— Start Data shown —

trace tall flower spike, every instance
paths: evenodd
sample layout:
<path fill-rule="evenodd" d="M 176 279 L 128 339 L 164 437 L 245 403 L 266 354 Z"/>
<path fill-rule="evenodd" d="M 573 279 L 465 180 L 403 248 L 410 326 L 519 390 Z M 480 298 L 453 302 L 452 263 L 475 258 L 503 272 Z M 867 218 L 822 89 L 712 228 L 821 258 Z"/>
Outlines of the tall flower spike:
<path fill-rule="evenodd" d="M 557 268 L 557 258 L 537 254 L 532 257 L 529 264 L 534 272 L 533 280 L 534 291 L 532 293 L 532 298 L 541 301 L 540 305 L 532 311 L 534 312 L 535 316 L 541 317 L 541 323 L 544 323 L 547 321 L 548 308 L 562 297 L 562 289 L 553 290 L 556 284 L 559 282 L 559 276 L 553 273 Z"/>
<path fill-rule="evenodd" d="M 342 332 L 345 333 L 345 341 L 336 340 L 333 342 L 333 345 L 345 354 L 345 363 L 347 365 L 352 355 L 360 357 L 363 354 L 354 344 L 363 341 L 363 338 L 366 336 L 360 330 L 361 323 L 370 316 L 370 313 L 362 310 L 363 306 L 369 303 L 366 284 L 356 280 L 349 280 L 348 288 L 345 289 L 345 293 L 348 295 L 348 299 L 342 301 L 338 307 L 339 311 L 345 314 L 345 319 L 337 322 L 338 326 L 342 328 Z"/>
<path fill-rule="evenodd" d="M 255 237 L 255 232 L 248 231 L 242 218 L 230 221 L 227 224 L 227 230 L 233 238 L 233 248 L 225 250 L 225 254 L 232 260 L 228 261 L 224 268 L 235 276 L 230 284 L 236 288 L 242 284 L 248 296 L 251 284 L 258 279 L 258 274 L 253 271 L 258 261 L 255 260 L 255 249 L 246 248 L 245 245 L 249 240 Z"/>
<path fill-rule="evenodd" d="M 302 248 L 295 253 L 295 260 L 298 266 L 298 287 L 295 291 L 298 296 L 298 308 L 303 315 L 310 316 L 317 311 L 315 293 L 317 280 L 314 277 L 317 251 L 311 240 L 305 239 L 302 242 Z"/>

— End Data shown —

■ **Task prompt**:
Retype every line above word for word, changing nothing.

■ **Written answer**:
trace tall flower spike, every instance
paths: evenodd
sample layout:
<path fill-rule="evenodd" d="M 176 279 L 128 339 L 164 437 L 245 403 L 266 354 Z"/>
<path fill-rule="evenodd" d="M 573 279 L 465 180 L 403 248 L 410 326 L 519 390 Z M 480 298 L 453 302 L 452 263 L 475 258 L 503 272 Z M 867 218 L 822 89 L 712 228 L 821 258 Z"/>
Outlines of the tall flower spike:
<path fill-rule="evenodd" d="M 557 268 L 557 258 L 537 254 L 532 257 L 529 264 L 534 272 L 533 280 L 534 291 L 532 293 L 532 298 L 541 301 L 540 305 L 532 311 L 534 312 L 535 316 L 541 317 L 541 323 L 544 323 L 547 321 L 548 308 L 562 297 L 562 289 L 553 290 L 556 284 L 559 282 L 559 276 L 553 273 Z"/>
<path fill-rule="evenodd" d="M 342 332 L 345 333 L 345 341 L 336 340 L 333 342 L 333 345 L 345 354 L 345 363 L 347 365 L 352 355 L 360 357 L 363 354 L 354 344 L 363 341 L 363 338 L 366 336 L 360 330 L 361 323 L 370 316 L 370 313 L 362 310 L 363 306 L 369 303 L 366 284 L 356 280 L 349 280 L 348 288 L 345 289 L 345 293 L 348 295 L 348 299 L 342 301 L 338 307 L 339 311 L 345 314 L 345 319 L 337 322 L 338 326 L 342 328 Z"/>
<path fill-rule="evenodd" d="M 255 237 L 255 232 L 248 231 L 242 218 L 230 221 L 227 224 L 227 230 L 233 238 L 233 248 L 225 250 L 225 254 L 232 260 L 228 261 L 224 268 L 235 276 L 230 284 L 236 288 L 242 284 L 248 296 L 251 284 L 258 279 L 258 274 L 253 271 L 258 261 L 255 260 L 255 249 L 246 248 L 245 245 L 249 240 Z"/>
<path fill-rule="evenodd" d="M 302 248 L 295 253 L 295 260 L 298 266 L 298 287 L 295 291 L 298 296 L 298 308 L 303 315 L 310 316 L 317 311 L 315 293 L 317 280 L 314 277 L 317 251 L 311 240 L 305 239 L 302 242 Z"/>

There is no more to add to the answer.